Нельзя придумать новое животное. Все равно будут использоваться знакомые элементы – скажем, рог носорога или ухо слона. Так же и в музыке. Надо брать существующие вещи.
Надо понимать логику развития. Это то, о чем говорил Шёнберг: «Мы продолжаем ствол музыки».
Ему пришлось так сказать, когда на него стали нападать. Может быть, в противном случае он и не стал бы так высказываться. Шёнбергу пришлось придумать свой «исторический материализм», чтобы оправдать то, что он делал: мол, вся история музыки приводит к эмансипации диссонанса и к атональности. Хотя слово «атональность» он не любил. По-немецки слово «ton» имеет два значения, одно из которых – «звук». Поэтому термин «атональность» может также означать «беззвучная музыка», что было бы бессмысленно.
Шёнберг, видимо, понимал, что для того, чтобы обновлять традицию, надо на нее опереться. Это то, чего не сделали футуристы.

▶ ТРЕБОВАНИЕ A:
Чего, согласно извлечённому тексту, не сделали футуристы?
▶ ТРЕБОВАНИЕ B:
Преобразуй в таблицу Markdown с колонками «Номер» и «Строка» тот фрагмент записей, который начинается со строки, содержащей «Indicate the floral», и идёт до конца записей. Пустые строки в таблицу не включай.

▶ ДАННЫЕ ДЛЯ ОБРАБОТКИ:

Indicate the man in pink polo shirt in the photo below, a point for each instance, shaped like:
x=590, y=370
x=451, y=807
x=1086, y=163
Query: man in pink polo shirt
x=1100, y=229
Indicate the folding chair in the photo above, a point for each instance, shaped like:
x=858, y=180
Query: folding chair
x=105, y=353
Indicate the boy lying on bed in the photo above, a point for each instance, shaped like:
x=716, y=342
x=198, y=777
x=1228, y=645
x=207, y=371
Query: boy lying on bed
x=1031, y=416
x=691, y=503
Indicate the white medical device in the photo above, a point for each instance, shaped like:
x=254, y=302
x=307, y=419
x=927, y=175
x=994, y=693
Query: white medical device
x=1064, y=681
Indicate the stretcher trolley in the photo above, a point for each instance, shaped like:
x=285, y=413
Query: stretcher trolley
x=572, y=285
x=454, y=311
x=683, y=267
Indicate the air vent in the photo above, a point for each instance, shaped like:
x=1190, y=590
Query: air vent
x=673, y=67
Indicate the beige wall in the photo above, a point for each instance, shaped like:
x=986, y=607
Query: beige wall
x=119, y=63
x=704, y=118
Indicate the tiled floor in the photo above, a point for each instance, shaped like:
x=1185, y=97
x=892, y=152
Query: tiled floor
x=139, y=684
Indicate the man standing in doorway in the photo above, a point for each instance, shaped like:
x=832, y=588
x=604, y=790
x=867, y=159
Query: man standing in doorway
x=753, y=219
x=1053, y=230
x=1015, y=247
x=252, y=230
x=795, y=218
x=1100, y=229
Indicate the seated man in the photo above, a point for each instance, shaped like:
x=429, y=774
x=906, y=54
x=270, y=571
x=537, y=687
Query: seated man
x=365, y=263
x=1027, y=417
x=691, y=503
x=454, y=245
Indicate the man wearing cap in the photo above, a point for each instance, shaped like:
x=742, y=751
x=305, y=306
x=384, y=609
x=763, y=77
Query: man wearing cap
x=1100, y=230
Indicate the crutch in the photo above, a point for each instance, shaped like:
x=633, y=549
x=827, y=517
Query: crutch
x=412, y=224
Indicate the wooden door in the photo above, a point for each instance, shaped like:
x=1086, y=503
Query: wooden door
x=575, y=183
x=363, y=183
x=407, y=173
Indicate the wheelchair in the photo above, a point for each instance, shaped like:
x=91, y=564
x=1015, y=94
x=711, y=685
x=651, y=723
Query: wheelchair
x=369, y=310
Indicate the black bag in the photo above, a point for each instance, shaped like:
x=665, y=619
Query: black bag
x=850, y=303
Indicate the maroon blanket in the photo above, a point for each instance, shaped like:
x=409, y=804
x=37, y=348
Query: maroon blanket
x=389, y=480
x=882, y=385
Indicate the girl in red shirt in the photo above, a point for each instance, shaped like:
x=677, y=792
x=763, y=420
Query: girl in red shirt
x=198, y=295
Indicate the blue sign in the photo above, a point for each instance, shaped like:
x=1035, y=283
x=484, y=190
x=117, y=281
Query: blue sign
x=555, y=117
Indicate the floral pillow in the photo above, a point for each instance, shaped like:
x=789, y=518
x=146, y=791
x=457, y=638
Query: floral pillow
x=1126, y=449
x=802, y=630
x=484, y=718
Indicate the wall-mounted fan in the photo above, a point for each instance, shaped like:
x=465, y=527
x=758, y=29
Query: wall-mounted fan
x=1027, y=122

▶ ГОТОВЫЙ ОТВЕТ A:
Футуристы не опёрлись на традицию, чтобы её обновлять.

▶ ГОТОВЫЙ ОТВЕТ B:
| Номер | Строка |
|---|---|
| 1 | Indicate the floral pillow in the photo above, a point for each instance, shaped like: |
| 2 | x=789, y=518 |
| 3 | x=146, y=791 |
| 4 | x=457, y=638 |
| 5 | Query: floral pillow |
| 6 | x=1126, y=449 |
| 7 | x=802, y=630 |
| 8 | x=484, y=718 |
| 9 | Indicate the wall-mounted fan in the photo above, a point for each instance, shaped like: |
| 10 | x=465, y=527 |
| 11 | x=758, y=29 |
| 12 | Query: wall-mounted fan |
| 13 | x=1027, y=122 |